**SUPPLIED TEXT:**
Shuichi Uemura 植村 修一

Personal information
- Full name: Shuichi Uemura
- Date of birth: December 3, 1966 (age 58)
- Place of birth: Kagoshima, Japan
- Height: 1.83 m (6 ft 0 in)
- Position(s): Goalkeeper

Youth career
- Shimabara Commercial High School
- Tokai University

Senior career*
- Years: Team / Apps / (Gls)
- Toyota Motors
- 1992–1996: Kyoto Purple Sanga / 61 / (0)
- Total:  / 61 / (0)

= Shuichi Uemura =

Japanese footballer

Shuichi Uemura (植村 修一, Uemura Shuichi) is a former Japanese football player.

==Playing career==
Uemura was born in Kagoshima Prefecture on December 3, 1966. After graduating from Tokai University, he joined Toyota Motors. In 1992, he moved to Kyoto Shiko (later Kyoto Purple Sanga). He played many matches as goalkeeper until 1994. However the club gained former Japan national team goalkeeper Shinichi Morishita in 1995. So, Uemura he could hardly play in the match behind Morishita from 1995 and retired end of 1996 season.

**WHAT TO WORK ON:** Reproduce the Shuichi Uemura article from "- Toyota Motors" up to and including "of 1996 season.", swapping "Toyota Motors" for "Toyota".

Saved entries
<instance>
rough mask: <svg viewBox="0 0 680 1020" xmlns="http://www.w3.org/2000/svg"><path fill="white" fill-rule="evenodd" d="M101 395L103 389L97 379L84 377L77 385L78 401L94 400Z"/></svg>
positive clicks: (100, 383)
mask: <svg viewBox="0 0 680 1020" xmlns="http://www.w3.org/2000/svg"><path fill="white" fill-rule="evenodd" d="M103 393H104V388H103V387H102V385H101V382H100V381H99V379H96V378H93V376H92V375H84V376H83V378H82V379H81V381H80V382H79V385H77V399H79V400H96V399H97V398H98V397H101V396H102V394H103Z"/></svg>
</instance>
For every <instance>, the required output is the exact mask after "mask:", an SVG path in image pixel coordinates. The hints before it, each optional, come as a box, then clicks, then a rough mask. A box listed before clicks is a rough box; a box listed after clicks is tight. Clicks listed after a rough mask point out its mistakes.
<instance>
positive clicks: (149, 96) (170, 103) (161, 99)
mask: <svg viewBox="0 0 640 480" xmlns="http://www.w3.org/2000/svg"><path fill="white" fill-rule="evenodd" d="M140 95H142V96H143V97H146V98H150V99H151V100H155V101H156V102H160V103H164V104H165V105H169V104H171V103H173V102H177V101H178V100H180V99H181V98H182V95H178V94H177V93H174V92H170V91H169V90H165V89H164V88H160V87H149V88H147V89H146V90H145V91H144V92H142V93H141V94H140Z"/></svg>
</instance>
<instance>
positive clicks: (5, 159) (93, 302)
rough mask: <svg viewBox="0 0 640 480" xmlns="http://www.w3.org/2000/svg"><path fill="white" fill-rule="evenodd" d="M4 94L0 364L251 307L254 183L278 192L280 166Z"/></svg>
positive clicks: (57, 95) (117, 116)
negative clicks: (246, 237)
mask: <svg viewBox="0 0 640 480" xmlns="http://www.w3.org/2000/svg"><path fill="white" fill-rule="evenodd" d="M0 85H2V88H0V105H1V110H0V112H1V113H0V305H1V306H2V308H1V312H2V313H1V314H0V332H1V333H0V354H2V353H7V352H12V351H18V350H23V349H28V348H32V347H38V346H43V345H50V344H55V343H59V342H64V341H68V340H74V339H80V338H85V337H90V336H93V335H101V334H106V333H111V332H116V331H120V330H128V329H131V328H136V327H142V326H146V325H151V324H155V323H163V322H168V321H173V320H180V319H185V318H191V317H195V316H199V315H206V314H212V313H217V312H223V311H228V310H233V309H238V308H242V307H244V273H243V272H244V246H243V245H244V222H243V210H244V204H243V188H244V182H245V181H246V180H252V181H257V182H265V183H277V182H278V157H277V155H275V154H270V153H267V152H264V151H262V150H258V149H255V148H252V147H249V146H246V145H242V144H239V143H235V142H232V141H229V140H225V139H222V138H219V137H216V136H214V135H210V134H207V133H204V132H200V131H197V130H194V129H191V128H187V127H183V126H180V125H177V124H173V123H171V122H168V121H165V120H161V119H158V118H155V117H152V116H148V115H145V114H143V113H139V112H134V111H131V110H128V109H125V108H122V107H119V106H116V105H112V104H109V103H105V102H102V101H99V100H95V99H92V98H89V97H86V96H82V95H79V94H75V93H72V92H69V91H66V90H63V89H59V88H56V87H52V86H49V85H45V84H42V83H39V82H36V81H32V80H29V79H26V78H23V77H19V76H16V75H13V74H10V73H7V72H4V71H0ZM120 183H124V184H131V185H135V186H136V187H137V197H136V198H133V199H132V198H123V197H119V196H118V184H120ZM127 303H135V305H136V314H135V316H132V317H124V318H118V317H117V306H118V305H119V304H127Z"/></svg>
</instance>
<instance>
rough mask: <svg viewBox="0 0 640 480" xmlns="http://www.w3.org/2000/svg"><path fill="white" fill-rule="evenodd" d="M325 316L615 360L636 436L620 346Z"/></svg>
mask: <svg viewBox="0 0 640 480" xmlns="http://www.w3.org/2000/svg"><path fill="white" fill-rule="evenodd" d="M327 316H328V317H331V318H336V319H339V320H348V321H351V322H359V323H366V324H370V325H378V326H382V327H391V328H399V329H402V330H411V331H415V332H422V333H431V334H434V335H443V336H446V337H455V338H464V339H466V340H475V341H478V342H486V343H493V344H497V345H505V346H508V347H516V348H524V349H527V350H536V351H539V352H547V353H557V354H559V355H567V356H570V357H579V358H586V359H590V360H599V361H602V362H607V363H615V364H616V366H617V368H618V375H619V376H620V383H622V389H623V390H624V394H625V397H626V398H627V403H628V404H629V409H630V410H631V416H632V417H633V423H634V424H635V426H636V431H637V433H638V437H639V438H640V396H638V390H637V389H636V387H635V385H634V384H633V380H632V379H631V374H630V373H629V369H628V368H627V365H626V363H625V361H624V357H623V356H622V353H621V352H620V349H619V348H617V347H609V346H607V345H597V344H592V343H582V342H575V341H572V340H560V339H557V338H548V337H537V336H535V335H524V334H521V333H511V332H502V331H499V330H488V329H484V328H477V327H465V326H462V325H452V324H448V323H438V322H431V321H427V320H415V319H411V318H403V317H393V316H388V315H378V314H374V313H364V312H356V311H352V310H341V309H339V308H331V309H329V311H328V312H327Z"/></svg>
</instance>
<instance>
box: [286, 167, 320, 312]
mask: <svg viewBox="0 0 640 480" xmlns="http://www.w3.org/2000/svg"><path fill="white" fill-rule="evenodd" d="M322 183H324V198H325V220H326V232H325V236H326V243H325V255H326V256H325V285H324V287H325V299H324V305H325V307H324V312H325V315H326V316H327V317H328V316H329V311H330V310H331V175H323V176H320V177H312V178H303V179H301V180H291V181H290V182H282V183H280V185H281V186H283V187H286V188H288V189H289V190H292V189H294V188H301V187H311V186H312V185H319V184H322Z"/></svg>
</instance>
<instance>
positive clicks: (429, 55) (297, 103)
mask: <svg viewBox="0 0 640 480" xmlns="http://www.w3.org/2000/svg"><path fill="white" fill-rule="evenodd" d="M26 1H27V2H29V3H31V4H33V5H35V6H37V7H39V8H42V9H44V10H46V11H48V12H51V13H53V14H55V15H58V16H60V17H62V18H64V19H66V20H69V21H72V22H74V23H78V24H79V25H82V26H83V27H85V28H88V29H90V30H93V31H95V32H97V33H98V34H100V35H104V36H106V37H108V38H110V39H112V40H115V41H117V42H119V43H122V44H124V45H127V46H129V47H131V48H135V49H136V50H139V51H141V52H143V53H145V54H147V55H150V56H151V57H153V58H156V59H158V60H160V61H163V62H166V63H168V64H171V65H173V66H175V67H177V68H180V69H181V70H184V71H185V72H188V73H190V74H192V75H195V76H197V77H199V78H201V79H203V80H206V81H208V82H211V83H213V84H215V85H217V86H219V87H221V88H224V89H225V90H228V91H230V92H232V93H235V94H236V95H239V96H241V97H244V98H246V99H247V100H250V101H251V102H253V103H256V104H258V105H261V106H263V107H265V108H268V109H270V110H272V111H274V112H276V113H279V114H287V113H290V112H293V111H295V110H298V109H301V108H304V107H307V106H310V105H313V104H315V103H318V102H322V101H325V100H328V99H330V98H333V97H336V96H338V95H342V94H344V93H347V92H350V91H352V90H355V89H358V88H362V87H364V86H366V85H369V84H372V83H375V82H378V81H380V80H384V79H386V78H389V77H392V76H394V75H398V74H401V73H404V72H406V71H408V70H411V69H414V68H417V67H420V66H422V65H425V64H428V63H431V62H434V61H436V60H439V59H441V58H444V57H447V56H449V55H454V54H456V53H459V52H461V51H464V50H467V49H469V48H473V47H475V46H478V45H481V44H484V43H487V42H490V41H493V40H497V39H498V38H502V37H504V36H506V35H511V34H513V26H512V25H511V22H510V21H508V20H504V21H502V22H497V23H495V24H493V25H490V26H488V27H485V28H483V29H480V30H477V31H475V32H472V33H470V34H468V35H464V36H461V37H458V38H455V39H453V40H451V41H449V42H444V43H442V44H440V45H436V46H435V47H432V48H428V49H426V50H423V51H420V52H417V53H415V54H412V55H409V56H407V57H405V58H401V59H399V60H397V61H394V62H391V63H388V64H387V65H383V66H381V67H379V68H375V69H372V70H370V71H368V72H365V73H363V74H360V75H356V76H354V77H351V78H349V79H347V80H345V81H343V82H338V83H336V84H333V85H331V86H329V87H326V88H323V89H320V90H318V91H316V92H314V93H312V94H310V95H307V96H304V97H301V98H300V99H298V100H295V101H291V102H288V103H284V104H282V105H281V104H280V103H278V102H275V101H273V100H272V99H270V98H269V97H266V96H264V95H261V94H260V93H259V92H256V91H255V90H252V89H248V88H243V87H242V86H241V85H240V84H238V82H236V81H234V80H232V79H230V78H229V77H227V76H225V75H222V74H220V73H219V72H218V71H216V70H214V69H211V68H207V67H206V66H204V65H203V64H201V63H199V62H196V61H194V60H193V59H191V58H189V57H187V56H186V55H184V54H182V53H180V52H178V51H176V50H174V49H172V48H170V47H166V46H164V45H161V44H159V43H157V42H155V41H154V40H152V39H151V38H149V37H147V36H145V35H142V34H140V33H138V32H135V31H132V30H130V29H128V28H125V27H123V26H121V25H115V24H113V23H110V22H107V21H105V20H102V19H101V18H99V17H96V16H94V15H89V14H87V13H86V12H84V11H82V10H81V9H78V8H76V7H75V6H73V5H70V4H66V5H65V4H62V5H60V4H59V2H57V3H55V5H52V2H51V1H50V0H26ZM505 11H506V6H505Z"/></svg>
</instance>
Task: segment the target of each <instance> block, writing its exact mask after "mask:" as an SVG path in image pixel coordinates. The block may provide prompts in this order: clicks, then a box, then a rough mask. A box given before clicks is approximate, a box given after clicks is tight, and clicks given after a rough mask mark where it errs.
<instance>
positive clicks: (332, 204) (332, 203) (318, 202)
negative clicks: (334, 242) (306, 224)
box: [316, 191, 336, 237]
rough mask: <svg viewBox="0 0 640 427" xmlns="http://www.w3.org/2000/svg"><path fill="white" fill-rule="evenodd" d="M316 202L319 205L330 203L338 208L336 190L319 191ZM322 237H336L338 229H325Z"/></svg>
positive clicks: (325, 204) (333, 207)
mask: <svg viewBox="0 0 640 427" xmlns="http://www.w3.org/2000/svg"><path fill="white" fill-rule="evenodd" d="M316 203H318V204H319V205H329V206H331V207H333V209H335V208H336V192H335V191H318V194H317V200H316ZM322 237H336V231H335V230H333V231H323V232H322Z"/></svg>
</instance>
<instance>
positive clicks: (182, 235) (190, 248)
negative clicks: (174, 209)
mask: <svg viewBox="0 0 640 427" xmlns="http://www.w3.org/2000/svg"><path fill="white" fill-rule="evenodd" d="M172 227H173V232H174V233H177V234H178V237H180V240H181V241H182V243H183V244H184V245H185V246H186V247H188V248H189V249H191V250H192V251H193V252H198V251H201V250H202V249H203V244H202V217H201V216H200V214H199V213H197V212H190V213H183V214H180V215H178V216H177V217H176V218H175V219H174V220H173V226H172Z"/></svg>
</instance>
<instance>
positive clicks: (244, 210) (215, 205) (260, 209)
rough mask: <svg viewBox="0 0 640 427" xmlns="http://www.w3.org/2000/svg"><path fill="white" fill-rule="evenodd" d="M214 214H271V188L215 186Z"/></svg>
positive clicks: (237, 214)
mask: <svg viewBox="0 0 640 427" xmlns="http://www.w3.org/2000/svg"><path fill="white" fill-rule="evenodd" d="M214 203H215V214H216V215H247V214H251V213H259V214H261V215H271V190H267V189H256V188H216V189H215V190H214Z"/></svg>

**SOLUTION FOR THIS EXERCISE:**
- Toyota
- 1992–1996: Kyoto Purple Sanga / 61 / (0)
- Total:  / 61 / (0)

= Shuichi Uemura =

Japanese footballer

Shuichi Uemura (植村 修一, Uemura Shuichi) is a former Japanese football player.

==Playing career==
Uemura was born in Kagoshima Prefecture on December 3, 1966. After graduating from Tokai University, he joined Toyota. In 1992, he moved to Kyoto Shiko (later Kyoto Purple Sanga). He played many matches as goalkeeper until 1994. However the club gained former Japan national team goalkeeper Shinichi Morishita in 1995. So, Uemura he could hardly play in the match behind Morishita from 1995 and retired end of 1996 season.